§ WORK TO DO: List every line in the records below that contains the word "each", treating uppercase and lowercase letters as different.
** BEGIN **
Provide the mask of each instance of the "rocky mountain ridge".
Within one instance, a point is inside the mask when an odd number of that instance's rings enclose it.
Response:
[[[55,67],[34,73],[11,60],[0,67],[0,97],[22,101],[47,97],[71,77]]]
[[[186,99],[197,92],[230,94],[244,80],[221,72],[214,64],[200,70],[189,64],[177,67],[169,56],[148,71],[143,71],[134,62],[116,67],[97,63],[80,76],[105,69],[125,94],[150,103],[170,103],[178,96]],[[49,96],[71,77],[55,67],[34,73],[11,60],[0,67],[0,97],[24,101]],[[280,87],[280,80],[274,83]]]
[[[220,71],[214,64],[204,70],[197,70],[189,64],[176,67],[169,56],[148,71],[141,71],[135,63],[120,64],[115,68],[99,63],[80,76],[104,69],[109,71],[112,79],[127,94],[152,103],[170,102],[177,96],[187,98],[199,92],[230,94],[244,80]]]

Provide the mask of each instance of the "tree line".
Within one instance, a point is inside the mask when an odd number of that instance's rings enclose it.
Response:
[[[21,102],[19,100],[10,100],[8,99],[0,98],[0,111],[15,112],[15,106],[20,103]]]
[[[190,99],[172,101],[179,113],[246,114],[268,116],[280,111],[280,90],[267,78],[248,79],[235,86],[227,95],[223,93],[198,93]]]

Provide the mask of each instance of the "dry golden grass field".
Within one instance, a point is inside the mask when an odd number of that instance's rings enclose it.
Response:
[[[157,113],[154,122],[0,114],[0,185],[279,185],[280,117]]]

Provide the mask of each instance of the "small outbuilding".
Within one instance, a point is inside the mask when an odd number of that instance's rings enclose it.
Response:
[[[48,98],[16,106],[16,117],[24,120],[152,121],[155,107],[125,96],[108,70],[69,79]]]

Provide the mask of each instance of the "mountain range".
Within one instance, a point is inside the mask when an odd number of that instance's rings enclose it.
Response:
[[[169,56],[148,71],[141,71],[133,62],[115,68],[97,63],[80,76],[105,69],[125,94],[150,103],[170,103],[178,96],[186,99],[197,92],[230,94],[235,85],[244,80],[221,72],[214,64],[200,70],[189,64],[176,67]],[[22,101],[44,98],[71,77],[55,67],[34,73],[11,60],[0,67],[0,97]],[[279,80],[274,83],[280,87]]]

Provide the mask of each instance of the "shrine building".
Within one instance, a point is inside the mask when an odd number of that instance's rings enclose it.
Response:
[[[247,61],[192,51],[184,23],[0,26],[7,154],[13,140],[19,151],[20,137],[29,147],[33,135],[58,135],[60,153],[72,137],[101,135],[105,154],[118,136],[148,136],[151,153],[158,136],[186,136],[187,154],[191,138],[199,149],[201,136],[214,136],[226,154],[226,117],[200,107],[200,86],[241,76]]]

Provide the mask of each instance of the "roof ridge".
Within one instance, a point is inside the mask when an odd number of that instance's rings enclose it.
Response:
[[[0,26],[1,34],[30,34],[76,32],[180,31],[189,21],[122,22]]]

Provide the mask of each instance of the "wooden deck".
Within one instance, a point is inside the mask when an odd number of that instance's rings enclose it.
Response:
** END **
§ FINAL RESULT:
Provide the mask of each instance of the "rocky mountain ridge".
Provide the mask of each instance of the "tree line".
Provide the mask of each instance of the "dry golden grass field".
Provide the mask of each instance of the "small outbuilding".
Provide the mask of each instance of the "mountain range".
Provide the mask of each instance of the "shrine building".
Provide the mask of each instance of the "roof ridge".
Provide the mask of each instance of the "wooden deck".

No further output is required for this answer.